Rewrite the listing below with every "wet clothing" changed to "damp clothing", leaving all other text as it is.

╔══

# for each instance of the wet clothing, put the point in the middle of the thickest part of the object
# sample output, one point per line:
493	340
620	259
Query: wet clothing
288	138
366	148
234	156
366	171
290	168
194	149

╚══

• _SOLVED PROBLEM_:
# for each instance of the damp clothing, put the point in the middle of the thickest part of the object
# sample output, one point per line:
493	340
620	259
Query: damp clothing
288	138
366	148
234	156
366	171
290	168
194	149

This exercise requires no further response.